▶ 読解文
2016年6月16日、イギリスでひとりの下院議員が銃殺された。
41歳で亡くなったジョー・コックス氏は労働党の次代を担うホープであり、2人の幼い子の母親だった。
欧州連合(EU)残留を問う国民投票の直前の悲劇に世界の目が集まり、日本のメディアでも広く報道された。ロンドンに赴任して間もなかった私もその一端に携わった。

暗殺直前の地元紙によるインタビューと悲報の第一報、Wikipediaのリンクを置いておく。

社会の多様性を重視するコックス氏は、EU残留派だった。
凶行におよんだトーマス・メアは当時52歳。反移民思想と白人至上主義の信奉者で、「ブリテン・ファースト(イギリス第一)」と叫びながらコックス氏に銃弾を浴びせた。
メアにはのちに終身刑が言い渡された。

暗殺から1週間後の国民投票で、英国民はEU離脱を選んだ。

孤独問題担当大臣の誕生

コックス氏の死から1年半後の2018年初めに、イギリスは孤独問題担当大臣(Minister for Loneliness)を創設した。
それはコックス氏の遺志を継いだものだった。

2015年の下院選の選挙活動中、コックス氏は有権者との対話や戸別訪問を通じて、高齢者や社会に居場所のない人々の孤独が根深い社会問題だと気づき、初当選の後、対策に取り組んでいた。
彼女の死後に超党派で結成された「ジョー・コックス委員会」は2017年12月に報告書を発表。テリーザ・メイ首相(当時)がスポーツ・市民社会担当政務次官の所管に「孤独問題に対する省庁横断的業務」を加え、孤独問題担当相が生まれた。2018年10月には孤独問題への包括対策を発表した。

日本語で比較的まとまった記事がこちらにある。

少し抜粋する。

・英国で年齢を問わず約900万人が影響を受ける「この時代の課題」
・孤独は1日たばこを15本吸うと同じくらい、健康に害を与える
・冬は寒さと孤独が合わさると危険で、死因になり得る
・国家統計局(ONS)が孤独を指標化。英政府は対策基金を設立
・75歳以上の人の半数が一人暮らし(イングランドでは約200万人)
・多くは、他人とまったく関わることなく何日も、あるいは何週間も過ごす

上記BBC記事より

記事には孤立する高齢者と若者それぞれに市民がどんなアプローチができるか、助言も記載されている。興味のある方はご一読を。

実は日本でも2021年に、イギリスに次いで世界で2番目となる「孤独・孤立対策担当大臣」が新たに設けられている。

日本の場合、いわゆる「ひきこもり」問題や貧困対策に重きが置かれているようだ。ジャーナリスト池上正樹氏が簡潔にまとめている。

孤独という現代の病

様々な研究が明らかにするように、孤独は心身をむしばむ深刻な問題だ。

私は以前、連続殺人犯の父の手記『ジェフリー・ダーマ―との日々』をテーマにこんな文章を投稿した。

執筆のきっかけは2019年に川崎で起きた無差別殺傷事件だった。
この事件では容疑者の50代男性について「ひきこもり傾向にあった」と伝わり、大きな波紋を呼んだ。

点アノテーションデータセットの記録:
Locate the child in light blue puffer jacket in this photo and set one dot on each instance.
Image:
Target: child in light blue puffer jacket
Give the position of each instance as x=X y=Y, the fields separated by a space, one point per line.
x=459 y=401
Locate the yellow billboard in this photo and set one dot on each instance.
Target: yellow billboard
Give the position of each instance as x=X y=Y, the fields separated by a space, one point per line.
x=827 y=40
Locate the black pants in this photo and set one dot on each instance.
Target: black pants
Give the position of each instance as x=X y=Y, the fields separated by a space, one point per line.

▶ 課題
- 1) 本文について次の問いに答えよ。
(a) コックス氏は何歳で亡くなったか。
(b) イギリスが孤独問題担当大臣を創設したのはいつか。
(c) 日本で「孤独・孤立対策担当大臣」が設けられたのは何年か。
- 2) 本文の「凶行におよんだトーマス・メア」で始まり「問題への包括対策を発表した。」で終わる部分を、「戸別訪問」を「街頭演説」に替えて書き直せ。
- 3) 次の各文が本文と合うかどうかを「はい」か「いいえ」で答え、決め手となる本文の語句をそのまま引用せよ。
(a) トーマス・メアは犯行当時52歳だった。
(b) 暗殺から1週間後の国民投票で、英国民はEU残留を選んだ。
(c) 日本の「孤独・孤立対策担当大臣」は世界で最初に設けられたものだ。

▶ 解答
- 1)
(a) 41歳
(b) 2018年初め
(c) 2021年

- 2)
凶行におよんだトーマス・メアは当時52歳。反移民思想と白人至上主義の信奉者で、「ブリテン・ファースト(イギリス第一)」と叫びながらコックス氏に銃弾を浴びせた。
メアにはのちに終身刑が言い渡された。

暗殺から1週間後の国民投票で、英国民はEU離脱を選んだ。

孤独問題担当大臣の誕生

コックス氏の死から1年半後の2018年初めに、イギリスは孤独問題担当大臣(Minister for Loneliness)を創設した。
それはコックス氏の遺志を継いだものだった。

2015年の下院選の選挙活動中、コックス氏は有権者との対話や街頭演説を通じて、高齢者や社会に居場所のない人々の孤独が根深い社会問題だと気づき、初当選の後、対策に取り組んでいた。
彼女の死後に超党派で結成された「ジョー・コックス委員会」は2017年12月に報告書を発表。テリーザ・メイ首相(当時)がスポーツ・市民社会担当政務次官の所管に「孤独問題に対する省庁横断的業務」を加え、孤独問題担当相が生まれた。2018年10月には孤独問題への包括対策を発表した。

- 3)
(a) はい。「凶行におよんだトーマス・メアは当時52歳」
(b) いいえ。「英国民はEU離脱を選んだ」
(c) いいえ。「イギリスに次いで世界で2番目となる」